Document segment start

Telstra-NBN Co deal: Telstra customers key to NBN success

Telcos back subscriber deal

The $11 billion deal between Telstra and the NBN Co was essential to secure its estimated 10 million customers required for the success of the National Broadband Network (NBN), telecommunications providers say.

The non-binding Financial Heads of Agreement deal, should it receive a tick from Telstra shareholders next year, will grant the NBN Co access to Telstra’s network pits and the “right” to its backhaul.

The deal will also see customers on Telstra's existing copper and HFC or cable networks progressively migrate over to the NBN, effectively boosting take-up of the national network's services and allowing customers the chance to choose another service provider on an equal access standing. The telco will decommission its copper network as customers migrate across.

Internode managing director, Simon Hackett, said the NBN is only financially viable if Telstra engaged with it as a retail service provider (RSP).

“The NBN needs Telstra as a paying customer to make the numbers add up. So the government had to announce an intention of this sort to make the NBN make sense at all,” Hackett said, adding that compensation paid to Telstra for migrating its ADSL customers to the NBN should extend to all carriers with ADSL investments.

Document segment end
Material provided start

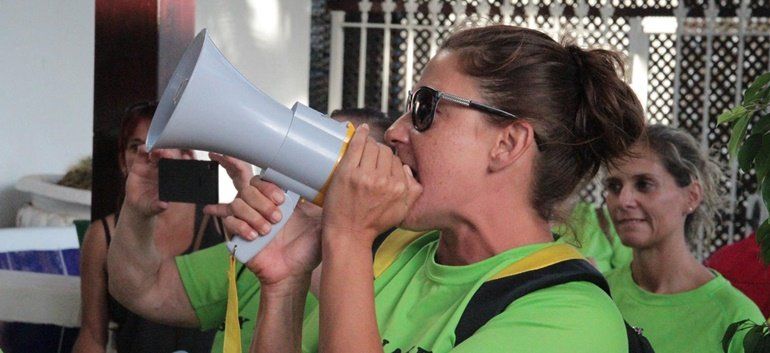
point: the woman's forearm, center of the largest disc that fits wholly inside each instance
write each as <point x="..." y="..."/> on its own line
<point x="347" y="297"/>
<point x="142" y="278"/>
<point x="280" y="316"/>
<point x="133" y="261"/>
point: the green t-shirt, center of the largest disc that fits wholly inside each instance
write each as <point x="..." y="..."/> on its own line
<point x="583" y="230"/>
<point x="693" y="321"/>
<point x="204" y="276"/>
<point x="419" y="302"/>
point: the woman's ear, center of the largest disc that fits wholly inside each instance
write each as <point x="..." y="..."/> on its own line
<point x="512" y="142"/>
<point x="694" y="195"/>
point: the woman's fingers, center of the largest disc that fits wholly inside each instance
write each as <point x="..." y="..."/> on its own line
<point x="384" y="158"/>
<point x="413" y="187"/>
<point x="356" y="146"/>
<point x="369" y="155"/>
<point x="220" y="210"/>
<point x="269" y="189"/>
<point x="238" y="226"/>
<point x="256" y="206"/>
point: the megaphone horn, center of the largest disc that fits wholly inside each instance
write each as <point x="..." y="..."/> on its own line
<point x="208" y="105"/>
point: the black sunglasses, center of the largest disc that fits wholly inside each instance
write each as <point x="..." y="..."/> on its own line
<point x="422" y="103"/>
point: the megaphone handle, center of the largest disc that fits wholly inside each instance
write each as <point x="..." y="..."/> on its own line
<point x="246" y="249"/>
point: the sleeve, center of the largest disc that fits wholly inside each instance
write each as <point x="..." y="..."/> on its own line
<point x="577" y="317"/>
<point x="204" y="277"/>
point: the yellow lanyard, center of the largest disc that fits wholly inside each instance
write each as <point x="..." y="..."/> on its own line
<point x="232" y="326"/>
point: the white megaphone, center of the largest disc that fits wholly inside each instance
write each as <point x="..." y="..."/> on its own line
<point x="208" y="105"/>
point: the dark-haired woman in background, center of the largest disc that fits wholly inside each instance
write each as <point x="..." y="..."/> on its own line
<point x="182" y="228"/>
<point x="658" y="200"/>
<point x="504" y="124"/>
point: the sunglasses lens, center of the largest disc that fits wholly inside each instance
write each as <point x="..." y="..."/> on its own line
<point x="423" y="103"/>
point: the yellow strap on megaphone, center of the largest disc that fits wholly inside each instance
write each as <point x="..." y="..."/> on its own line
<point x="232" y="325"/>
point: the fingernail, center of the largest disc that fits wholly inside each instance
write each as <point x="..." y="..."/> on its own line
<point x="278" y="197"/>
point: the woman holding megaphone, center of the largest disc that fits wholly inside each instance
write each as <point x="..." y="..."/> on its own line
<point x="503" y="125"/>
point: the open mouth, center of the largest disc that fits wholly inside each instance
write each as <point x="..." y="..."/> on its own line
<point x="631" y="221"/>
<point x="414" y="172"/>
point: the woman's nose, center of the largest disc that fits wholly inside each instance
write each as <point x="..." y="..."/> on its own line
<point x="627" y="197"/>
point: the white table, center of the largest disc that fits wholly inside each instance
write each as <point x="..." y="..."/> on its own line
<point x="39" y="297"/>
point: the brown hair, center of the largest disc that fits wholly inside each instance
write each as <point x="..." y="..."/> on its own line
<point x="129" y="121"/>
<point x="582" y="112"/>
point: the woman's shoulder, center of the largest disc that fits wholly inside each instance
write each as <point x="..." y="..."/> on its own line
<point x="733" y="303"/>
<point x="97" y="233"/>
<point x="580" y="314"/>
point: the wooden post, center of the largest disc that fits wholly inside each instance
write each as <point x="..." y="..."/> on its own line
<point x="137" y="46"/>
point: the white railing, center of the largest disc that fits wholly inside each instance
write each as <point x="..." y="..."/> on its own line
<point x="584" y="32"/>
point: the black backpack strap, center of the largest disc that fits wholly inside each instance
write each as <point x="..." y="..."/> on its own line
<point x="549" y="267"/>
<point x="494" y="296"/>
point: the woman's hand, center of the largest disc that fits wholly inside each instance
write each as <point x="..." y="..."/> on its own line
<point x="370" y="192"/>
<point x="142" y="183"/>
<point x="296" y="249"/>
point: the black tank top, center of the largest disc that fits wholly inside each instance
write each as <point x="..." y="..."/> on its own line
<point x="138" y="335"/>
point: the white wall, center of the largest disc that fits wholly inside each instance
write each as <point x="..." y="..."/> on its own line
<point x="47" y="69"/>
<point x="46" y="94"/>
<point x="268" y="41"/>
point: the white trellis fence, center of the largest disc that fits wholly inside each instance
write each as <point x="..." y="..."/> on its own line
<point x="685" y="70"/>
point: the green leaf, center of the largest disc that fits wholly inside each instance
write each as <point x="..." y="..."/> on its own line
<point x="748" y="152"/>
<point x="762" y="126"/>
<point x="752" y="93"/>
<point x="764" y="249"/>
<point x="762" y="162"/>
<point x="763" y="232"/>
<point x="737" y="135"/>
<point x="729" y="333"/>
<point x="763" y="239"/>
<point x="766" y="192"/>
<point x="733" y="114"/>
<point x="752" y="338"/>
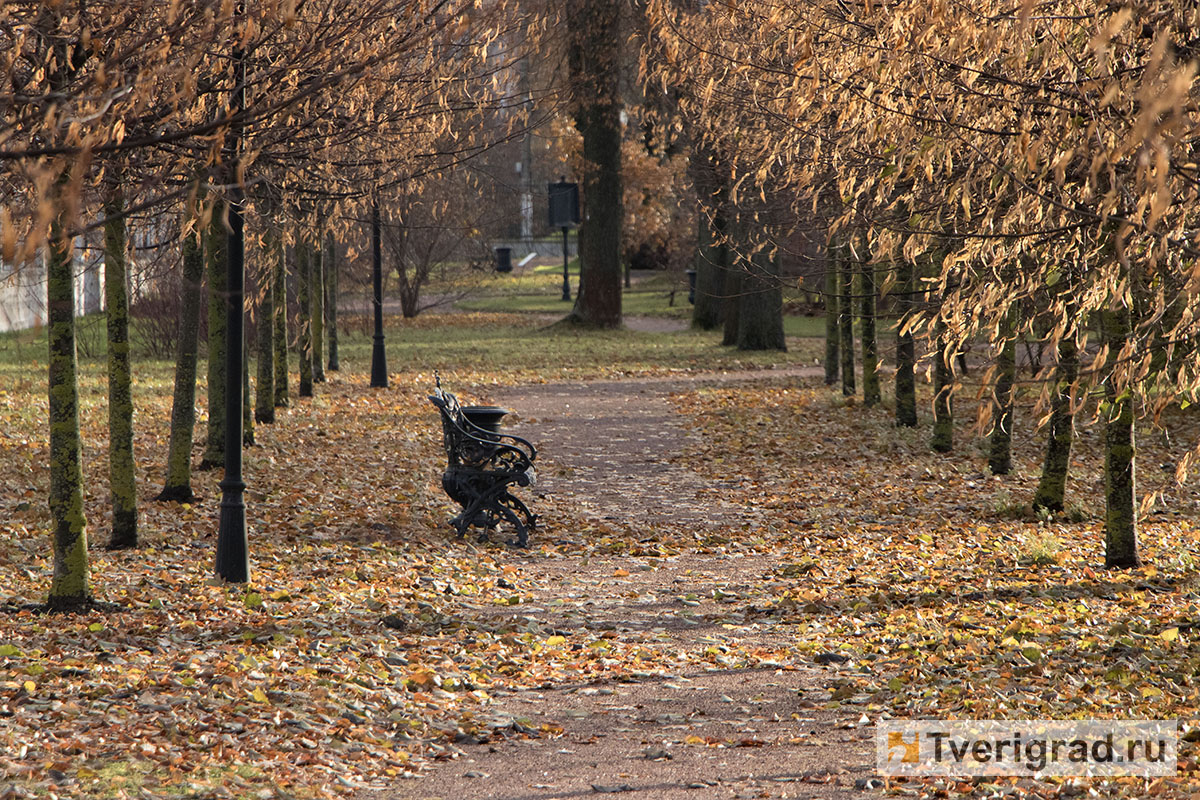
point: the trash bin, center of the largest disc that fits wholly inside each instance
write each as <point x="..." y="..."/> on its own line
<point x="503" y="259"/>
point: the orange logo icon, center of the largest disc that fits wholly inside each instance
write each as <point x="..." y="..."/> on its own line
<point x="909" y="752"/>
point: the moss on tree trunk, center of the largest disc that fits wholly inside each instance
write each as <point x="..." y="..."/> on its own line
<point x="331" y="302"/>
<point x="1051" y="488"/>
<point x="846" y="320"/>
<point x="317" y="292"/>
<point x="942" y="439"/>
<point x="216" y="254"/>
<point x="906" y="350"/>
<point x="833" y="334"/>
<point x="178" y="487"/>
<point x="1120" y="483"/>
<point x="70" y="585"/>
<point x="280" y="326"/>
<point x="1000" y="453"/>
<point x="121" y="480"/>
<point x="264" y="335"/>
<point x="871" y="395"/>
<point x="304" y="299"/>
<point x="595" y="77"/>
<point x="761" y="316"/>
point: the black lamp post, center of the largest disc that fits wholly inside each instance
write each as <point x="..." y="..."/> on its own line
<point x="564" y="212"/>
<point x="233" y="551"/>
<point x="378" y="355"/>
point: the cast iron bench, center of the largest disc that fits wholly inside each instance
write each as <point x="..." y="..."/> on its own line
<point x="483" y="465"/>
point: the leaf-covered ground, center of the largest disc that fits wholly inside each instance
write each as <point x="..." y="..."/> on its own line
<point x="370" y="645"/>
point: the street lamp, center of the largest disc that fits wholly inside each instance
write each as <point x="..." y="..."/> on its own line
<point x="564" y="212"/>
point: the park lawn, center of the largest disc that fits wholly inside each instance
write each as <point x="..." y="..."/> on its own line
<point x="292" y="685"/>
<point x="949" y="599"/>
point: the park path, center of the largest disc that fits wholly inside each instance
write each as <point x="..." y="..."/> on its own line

Material provided end

## Written instruction 1
In the Telstra-NBN Co text, reproduce the part between "The deal will" and "service provider (RSP).", inclusive, substituting "legacy" for "copper".
## Written instruction 2
List every abbreviation written in all capital letters that appears in the Telstra-NBN Co text.

## Complete answer 1
The deal will also see customers on Telstra's existing legacy and HFC or cable networks progressively migrate over to the NBN, effectively boosting take-up of the national network's services and allowing customers the chance to choose another service provider on an equal access standing. The telco will decommission its legacy network as customers migrate across.

Internode managing director, Simon Hackett, said the NBN is only financially viable if Telstra engaged with it as a retail service provider (RSP).

## Complete answer 2
NBN, HFC, RSP, ADSL